What this task involves =
Starting at the line containing "center, it would be much appreciated." and continuing through the last line, write the lines out again with "flower" replaced by "blossom" and nothing else altered.

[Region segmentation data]
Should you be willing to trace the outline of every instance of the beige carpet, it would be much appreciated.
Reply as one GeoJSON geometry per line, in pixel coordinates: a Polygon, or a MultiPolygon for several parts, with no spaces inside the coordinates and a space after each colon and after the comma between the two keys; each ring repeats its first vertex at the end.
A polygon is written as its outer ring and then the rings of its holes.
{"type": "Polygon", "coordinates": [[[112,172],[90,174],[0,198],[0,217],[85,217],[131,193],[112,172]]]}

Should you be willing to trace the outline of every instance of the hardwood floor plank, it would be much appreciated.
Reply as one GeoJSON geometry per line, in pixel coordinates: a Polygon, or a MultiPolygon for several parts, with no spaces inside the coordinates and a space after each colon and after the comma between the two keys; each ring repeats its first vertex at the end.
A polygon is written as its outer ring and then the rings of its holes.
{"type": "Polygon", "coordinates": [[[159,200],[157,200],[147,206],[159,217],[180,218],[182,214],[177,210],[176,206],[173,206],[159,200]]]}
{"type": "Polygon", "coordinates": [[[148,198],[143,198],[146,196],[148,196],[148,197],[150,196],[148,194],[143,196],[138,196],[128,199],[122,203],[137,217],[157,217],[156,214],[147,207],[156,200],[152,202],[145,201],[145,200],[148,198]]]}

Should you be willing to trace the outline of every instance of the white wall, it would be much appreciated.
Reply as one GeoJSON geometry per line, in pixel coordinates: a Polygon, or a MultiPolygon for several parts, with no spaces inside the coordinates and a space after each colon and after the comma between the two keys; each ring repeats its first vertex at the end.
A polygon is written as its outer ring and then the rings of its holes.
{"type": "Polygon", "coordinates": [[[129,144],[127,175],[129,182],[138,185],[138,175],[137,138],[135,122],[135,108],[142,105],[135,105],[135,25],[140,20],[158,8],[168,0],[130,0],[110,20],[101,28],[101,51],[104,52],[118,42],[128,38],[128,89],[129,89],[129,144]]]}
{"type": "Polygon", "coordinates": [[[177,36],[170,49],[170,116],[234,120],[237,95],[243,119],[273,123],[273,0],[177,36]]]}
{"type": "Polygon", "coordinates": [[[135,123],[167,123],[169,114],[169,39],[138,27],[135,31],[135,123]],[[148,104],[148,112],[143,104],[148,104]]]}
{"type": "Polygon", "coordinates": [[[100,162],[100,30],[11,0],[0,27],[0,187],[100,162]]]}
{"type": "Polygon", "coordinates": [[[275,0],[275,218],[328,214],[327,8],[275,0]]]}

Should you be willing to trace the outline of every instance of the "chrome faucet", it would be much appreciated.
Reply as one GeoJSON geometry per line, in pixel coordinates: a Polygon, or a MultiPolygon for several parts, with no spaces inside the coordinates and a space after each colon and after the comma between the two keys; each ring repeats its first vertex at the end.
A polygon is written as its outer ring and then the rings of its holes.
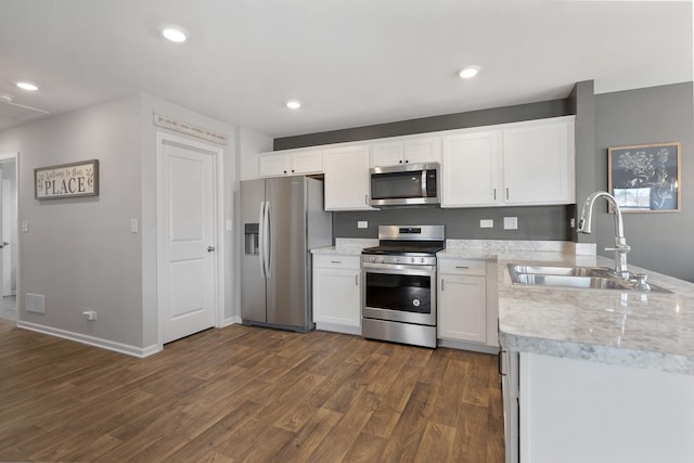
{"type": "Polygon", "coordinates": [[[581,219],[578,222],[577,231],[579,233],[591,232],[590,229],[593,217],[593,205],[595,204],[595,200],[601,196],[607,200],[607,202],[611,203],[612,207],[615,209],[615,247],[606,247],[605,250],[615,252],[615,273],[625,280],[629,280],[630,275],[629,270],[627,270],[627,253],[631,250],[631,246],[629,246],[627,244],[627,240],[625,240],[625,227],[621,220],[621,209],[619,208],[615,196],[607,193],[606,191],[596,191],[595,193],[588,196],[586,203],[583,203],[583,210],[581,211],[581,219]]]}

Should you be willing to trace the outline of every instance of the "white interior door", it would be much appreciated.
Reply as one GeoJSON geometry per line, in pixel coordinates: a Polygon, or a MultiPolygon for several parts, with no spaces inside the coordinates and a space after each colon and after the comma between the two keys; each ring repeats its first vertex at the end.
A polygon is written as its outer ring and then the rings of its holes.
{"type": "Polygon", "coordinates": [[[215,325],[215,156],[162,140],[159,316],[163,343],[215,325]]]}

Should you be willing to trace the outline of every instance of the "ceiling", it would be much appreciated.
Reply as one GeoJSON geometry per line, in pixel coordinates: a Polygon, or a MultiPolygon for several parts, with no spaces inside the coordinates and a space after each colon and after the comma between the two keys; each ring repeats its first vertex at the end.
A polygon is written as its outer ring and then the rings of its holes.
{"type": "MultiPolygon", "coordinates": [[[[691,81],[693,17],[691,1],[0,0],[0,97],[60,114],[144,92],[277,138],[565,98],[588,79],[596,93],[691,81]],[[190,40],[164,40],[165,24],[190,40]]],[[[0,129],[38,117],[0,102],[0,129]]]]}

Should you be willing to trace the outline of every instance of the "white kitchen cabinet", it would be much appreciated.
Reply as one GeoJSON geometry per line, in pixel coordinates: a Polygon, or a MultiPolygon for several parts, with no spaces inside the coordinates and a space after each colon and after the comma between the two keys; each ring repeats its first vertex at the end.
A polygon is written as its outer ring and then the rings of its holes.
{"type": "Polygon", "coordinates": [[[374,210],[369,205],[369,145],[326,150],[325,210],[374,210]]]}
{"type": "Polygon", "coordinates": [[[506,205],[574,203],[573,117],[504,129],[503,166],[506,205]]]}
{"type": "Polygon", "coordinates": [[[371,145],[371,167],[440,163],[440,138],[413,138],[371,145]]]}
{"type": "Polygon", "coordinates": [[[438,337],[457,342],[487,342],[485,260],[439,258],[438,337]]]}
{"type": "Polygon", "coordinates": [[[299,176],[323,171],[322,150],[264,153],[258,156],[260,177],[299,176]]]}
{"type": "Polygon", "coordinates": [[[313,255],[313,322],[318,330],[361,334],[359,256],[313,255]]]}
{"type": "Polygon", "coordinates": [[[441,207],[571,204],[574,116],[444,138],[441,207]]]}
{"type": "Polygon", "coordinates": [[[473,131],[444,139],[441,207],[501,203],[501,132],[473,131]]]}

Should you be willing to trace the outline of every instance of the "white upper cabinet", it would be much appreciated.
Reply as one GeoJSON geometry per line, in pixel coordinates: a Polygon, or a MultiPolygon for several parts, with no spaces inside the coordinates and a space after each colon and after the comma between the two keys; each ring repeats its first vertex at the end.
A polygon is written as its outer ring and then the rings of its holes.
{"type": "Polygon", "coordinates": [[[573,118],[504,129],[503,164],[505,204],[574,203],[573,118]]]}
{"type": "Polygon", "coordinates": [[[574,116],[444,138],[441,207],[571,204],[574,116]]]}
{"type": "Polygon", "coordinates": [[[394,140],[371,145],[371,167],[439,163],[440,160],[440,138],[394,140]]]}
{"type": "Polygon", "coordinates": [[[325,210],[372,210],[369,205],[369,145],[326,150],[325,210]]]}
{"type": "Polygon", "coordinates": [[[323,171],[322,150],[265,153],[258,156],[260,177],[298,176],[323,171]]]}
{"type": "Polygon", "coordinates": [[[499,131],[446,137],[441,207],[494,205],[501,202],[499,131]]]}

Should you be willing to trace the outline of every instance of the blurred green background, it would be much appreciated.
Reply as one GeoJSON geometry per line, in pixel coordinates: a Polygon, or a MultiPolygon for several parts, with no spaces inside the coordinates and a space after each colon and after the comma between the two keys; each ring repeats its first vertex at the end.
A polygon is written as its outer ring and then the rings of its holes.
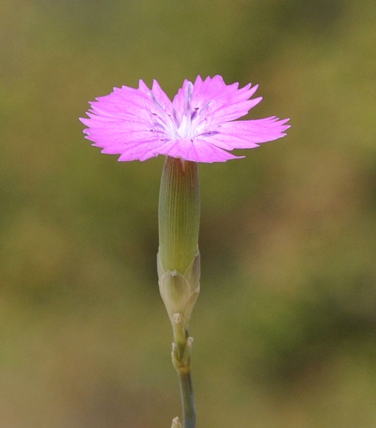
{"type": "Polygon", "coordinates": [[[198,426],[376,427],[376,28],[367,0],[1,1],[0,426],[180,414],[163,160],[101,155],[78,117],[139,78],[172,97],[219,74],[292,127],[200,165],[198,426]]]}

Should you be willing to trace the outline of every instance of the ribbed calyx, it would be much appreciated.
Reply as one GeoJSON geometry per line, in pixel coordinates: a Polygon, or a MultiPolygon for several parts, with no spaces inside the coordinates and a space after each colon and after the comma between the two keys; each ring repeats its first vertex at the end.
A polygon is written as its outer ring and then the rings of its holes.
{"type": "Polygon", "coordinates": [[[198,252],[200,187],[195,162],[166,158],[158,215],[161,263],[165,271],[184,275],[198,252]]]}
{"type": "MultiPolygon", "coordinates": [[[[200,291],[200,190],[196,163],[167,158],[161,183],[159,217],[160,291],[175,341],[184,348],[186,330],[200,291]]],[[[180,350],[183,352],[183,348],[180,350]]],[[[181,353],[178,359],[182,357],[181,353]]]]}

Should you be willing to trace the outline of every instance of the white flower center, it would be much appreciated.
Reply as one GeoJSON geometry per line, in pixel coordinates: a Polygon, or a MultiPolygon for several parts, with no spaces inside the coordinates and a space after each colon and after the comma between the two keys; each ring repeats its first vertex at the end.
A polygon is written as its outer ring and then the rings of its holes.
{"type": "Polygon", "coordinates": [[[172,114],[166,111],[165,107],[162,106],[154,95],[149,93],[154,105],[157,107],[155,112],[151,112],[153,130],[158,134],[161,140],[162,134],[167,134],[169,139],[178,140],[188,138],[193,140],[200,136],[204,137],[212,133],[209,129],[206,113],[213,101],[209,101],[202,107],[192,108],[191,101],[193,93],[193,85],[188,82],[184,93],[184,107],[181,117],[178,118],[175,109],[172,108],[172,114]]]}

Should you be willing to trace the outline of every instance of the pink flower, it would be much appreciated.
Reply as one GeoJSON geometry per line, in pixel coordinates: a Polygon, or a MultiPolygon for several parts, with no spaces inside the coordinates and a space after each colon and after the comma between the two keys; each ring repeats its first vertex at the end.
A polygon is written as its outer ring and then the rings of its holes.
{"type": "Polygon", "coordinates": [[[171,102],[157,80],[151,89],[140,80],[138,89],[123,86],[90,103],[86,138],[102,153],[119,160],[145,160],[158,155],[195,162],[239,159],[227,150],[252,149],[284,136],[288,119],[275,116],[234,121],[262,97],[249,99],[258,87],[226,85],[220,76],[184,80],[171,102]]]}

Complete answer =
Should you be willing to trace the outline of every instance of the white blossom center, it would be much appreciated.
Reply as one GeoJSON geometry per line, in pixel coordinates: a Polygon, or a MultiPolygon for several parts, with no spaces inside the coordinates and a space after each colon and after the comma between the two keys; each ring repeats its first vertex at the end.
A polygon is written as its outer ring and then the rings of its holes.
{"type": "Polygon", "coordinates": [[[172,114],[166,111],[165,107],[162,106],[154,95],[149,93],[154,105],[157,107],[155,112],[151,112],[153,130],[158,134],[161,140],[162,134],[167,134],[169,139],[178,140],[188,138],[193,140],[200,136],[204,137],[212,133],[209,129],[206,113],[213,101],[209,101],[202,107],[192,108],[191,101],[193,93],[193,85],[188,82],[184,93],[184,107],[181,117],[178,118],[175,109],[172,108],[172,114]]]}

Should you be willing to trace the outline of every instance of the pink blossom, it would be much appreciated.
Reply as one GeoJSON geometry per line, in pixel coordinates: a Polygon, or a MultiPolygon for several parts, with no spaces inside the coordinates and a space after each colon and after the comma between the two keys; each ring repeats its first vertex at the end.
A polygon is written as its outer ring and then the rings of its holes.
{"type": "Polygon", "coordinates": [[[171,102],[157,80],[151,89],[140,80],[138,89],[123,86],[90,103],[86,138],[102,153],[119,160],[145,160],[158,155],[195,162],[239,159],[227,150],[252,149],[284,136],[288,119],[275,116],[234,121],[262,97],[249,99],[258,87],[226,85],[220,76],[184,80],[171,102]]]}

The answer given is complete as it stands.